── Page text ──

The Christian Gospel haunts us with its own costs: the cost of Christ’s own life, the cost of following Jesus by bearing our own cross to the place of our death, of dying to ourselves, that living is Christ and dying is gain. The movie starkly sets at odds the desire for justice, for utopia, and our willingness to turn to violence to resist the world’s cruelty. We tire of disappointed hopes and of doing good. We long for faster and less painful responses; we want solutions. Psalm 115, especially verse 8, reminds us of our tendency to make idols of the often hidden God we confess and worship. We Christians even resort to idolatrous versions of the very Icon of God, Jesus Christ. Our community, the church worldwide, won and secured by the life, death and resurrected Christ, must fight against manufactured versions of our Savior and the Good News.
Jesus before us passed through this way of life to death. Once he told his followers that they must eat his flesh and drink his blood (John 6). Many rejected such repulsive commands. So Jesus asked the twelve, “’Do you also wish to go away?’ Simon Peter answered him, ‘Lord, to whom can we go? You have the words of eternal life. We have come to believe and know that you are the Holy One of God.’” As hard as these words are, our lives depend on them.

───

Write out the whole passage on the cost of following Jesus word for word. The listing after this has nothing to do with the passage on the cost of following Jesus.

── Record extracts ──

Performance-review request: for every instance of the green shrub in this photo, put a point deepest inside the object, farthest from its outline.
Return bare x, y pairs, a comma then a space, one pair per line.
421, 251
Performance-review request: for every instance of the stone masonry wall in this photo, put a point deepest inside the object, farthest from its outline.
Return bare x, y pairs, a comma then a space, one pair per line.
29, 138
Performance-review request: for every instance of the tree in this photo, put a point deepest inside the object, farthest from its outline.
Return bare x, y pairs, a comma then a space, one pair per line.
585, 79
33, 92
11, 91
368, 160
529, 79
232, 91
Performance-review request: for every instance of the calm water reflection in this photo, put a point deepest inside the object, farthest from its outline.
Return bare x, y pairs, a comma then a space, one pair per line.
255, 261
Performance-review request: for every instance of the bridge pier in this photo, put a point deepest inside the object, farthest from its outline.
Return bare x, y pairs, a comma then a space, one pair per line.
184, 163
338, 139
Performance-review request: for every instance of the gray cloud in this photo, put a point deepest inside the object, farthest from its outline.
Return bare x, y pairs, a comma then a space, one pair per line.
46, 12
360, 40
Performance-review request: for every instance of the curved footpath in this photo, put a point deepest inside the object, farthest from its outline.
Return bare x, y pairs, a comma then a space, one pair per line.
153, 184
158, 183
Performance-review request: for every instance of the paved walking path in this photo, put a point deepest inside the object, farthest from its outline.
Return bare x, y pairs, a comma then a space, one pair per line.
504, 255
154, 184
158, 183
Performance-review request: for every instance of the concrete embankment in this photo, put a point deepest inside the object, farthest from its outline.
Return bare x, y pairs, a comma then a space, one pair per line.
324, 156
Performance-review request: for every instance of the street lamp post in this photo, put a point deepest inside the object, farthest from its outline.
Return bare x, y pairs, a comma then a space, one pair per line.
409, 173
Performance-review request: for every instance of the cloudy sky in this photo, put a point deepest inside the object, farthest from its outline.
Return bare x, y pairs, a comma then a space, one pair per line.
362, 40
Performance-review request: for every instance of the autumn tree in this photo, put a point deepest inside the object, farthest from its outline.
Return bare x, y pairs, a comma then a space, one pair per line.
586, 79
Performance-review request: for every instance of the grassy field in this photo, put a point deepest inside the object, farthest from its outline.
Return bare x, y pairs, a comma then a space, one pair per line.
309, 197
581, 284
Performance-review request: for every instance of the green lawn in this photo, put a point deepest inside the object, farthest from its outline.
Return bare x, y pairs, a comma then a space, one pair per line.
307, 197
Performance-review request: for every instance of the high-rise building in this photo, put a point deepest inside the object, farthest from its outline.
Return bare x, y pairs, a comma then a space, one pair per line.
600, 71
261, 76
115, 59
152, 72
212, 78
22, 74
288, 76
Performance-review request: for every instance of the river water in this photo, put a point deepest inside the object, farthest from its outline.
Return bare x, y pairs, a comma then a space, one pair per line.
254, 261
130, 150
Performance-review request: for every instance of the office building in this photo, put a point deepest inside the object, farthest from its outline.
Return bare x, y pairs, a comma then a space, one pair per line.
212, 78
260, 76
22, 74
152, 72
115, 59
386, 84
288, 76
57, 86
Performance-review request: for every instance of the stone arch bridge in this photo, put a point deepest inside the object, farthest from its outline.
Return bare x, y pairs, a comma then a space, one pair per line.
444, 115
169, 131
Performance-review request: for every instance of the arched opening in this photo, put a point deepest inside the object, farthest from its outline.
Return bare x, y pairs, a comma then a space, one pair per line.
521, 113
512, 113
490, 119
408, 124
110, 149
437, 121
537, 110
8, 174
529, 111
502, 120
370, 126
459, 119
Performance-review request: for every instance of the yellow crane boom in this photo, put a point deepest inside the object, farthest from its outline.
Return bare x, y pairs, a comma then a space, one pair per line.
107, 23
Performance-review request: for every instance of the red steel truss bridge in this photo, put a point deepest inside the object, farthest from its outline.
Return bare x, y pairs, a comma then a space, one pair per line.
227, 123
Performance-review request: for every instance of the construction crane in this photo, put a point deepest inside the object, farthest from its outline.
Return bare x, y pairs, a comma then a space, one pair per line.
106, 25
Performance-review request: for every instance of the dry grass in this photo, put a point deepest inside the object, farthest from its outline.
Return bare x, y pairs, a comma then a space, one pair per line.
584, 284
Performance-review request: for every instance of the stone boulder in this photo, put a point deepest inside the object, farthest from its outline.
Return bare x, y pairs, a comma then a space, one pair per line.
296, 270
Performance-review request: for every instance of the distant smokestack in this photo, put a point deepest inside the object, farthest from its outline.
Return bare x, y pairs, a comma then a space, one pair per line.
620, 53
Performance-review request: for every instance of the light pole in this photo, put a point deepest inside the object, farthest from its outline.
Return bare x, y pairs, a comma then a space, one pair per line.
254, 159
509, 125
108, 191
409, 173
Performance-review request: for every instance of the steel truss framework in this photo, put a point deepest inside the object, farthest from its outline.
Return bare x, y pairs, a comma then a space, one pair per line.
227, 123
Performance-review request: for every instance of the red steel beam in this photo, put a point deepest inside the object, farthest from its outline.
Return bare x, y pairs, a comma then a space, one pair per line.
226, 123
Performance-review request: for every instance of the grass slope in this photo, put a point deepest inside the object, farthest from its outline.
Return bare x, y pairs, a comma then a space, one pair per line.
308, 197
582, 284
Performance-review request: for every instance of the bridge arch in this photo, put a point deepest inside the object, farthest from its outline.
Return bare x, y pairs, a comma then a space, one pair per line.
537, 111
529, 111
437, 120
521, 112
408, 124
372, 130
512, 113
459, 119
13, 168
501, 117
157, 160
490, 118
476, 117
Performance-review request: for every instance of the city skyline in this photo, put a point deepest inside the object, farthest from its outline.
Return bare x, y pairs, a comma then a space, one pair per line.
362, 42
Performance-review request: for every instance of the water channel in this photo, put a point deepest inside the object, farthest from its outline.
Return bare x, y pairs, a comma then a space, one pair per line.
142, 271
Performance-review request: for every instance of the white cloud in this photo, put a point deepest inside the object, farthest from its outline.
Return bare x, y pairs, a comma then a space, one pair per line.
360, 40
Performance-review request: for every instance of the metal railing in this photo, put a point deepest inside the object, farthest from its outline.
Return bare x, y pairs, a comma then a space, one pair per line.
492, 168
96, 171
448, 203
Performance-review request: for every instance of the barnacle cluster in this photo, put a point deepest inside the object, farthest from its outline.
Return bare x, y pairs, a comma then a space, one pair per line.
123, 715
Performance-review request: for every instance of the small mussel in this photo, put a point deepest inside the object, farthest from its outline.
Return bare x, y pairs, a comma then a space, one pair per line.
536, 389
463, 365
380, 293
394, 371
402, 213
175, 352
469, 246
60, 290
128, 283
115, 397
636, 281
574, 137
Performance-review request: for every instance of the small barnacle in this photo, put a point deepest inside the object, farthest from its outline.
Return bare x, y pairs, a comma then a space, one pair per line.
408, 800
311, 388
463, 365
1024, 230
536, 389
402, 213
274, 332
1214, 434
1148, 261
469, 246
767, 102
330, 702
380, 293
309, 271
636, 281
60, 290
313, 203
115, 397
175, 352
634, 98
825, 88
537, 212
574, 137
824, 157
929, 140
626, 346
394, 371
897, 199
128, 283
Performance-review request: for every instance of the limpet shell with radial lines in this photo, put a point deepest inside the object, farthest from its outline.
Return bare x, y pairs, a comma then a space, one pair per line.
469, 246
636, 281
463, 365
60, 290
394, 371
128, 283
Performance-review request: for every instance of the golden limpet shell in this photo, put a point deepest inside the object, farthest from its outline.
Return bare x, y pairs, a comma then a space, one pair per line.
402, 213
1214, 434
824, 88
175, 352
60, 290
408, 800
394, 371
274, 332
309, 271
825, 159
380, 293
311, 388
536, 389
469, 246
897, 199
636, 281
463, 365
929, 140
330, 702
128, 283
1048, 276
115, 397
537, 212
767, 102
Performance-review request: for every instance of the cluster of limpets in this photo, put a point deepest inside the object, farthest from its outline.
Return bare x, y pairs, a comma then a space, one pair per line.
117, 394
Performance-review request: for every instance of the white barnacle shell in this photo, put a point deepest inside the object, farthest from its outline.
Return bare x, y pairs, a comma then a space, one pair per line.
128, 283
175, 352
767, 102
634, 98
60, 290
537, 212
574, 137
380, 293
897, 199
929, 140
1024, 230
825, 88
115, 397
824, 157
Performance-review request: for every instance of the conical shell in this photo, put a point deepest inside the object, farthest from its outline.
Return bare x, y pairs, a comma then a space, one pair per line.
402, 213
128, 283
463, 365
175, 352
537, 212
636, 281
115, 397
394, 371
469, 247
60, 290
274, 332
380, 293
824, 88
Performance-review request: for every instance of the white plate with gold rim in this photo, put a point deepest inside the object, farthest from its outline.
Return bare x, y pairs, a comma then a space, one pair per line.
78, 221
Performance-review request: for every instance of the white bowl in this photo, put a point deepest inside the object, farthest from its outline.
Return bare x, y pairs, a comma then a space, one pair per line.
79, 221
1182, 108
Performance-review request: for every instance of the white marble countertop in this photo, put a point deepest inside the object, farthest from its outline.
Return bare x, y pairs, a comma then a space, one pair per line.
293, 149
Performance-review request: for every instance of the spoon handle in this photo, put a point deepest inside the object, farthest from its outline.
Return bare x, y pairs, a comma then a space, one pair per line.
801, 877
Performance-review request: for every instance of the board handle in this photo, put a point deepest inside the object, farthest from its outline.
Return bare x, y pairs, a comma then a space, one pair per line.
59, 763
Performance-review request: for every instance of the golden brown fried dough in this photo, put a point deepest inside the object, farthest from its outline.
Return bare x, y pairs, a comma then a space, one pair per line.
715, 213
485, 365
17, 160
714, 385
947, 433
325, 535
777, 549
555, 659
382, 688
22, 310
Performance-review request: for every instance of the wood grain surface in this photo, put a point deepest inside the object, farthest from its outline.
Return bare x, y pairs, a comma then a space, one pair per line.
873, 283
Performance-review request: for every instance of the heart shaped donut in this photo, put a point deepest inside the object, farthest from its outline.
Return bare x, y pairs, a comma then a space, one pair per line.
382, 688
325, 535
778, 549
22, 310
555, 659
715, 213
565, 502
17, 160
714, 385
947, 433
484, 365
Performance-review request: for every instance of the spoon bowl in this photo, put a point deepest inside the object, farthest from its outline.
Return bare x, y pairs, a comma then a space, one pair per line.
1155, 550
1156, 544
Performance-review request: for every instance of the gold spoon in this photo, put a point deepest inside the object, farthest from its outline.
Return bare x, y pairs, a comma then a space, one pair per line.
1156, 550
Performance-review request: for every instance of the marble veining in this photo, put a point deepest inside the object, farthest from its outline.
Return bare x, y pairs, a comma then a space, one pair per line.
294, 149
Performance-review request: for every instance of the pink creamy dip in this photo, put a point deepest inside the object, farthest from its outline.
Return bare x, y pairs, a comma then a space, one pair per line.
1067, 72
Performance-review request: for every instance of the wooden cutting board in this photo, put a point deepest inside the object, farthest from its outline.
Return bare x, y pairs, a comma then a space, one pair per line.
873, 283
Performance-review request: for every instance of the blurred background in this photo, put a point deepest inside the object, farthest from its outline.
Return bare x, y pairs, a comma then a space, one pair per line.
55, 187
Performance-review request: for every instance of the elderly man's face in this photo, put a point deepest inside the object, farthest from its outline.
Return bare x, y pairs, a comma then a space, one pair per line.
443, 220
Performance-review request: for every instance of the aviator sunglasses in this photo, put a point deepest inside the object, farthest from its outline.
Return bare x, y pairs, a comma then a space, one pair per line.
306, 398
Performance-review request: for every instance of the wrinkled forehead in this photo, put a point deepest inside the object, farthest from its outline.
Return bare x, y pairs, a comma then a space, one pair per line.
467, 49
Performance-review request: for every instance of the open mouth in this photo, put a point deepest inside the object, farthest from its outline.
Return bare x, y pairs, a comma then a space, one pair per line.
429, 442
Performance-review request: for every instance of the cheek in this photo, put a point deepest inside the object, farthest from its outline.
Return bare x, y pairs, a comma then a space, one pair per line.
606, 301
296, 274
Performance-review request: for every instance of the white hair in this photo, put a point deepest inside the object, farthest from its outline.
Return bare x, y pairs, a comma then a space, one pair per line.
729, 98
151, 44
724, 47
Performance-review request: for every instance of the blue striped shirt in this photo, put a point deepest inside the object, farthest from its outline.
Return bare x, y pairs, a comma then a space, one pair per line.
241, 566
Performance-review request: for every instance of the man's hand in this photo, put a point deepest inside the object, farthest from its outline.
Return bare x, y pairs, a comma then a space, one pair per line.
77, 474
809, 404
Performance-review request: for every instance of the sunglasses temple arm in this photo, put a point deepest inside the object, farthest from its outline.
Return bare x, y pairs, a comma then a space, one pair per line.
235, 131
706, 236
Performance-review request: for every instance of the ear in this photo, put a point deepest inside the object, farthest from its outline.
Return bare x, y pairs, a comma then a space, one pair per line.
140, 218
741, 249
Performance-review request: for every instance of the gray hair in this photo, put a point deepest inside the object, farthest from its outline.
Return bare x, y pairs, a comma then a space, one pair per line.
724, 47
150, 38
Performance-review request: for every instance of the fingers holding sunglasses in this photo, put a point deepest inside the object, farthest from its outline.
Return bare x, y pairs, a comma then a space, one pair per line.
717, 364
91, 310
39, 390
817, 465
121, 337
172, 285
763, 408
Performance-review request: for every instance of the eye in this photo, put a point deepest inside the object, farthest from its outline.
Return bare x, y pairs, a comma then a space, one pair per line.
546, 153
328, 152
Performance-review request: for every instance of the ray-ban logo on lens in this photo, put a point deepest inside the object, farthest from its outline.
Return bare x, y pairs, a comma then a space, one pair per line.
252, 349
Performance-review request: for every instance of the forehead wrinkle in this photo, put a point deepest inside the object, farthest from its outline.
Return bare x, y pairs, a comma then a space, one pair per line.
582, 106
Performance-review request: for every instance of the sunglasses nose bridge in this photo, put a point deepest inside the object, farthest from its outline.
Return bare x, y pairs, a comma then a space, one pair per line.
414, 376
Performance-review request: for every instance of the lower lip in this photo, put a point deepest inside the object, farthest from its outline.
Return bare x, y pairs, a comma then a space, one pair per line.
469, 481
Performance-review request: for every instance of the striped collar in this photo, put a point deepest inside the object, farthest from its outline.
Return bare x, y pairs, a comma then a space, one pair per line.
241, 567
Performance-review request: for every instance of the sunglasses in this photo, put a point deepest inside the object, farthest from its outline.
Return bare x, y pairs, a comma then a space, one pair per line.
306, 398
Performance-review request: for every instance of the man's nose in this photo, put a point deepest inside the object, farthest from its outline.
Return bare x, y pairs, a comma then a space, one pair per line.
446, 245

───

### Task response
The Christian Gospel haunts us with its own costs: the cost of Christ’s own life, the cost of following Jesus by bearing our own cross to the place of our death, of dying to ourselves, that living is Christ and dying is gain. The movie starkly sets at odds the desire for justice, for utopia, and our willingness to turn to violence to resist the world’s cruelty. We tire of disappointed hopes and of doing good. We long for faster and less painful responses; we want solutions. Psalm 115, especially verse 8, reminds us of our tendency to make idols of the often hidden God we confess and worship. We Christians even resort to idolatrous versions of the very Icon of God, Jesus Christ. Our community, the church worldwide, won and secured by the life, death and resurrected Christ, must fight against manufactured versions of our Savior and the Good News.
Jesus before us passed through this way of life to death. Once he told his followers that they must eat his flesh and drink his blood (John 6). Many rejected such repulsive commands. So Jesus asked the twelve, “’Do you also wish to go away?’ Simon Peter answered him, ‘Lord, to whom can we go? You have the words of eternal life. We have come to believe and know that you are the Holy One of God.’” As hard as these words are, our lives depend on them.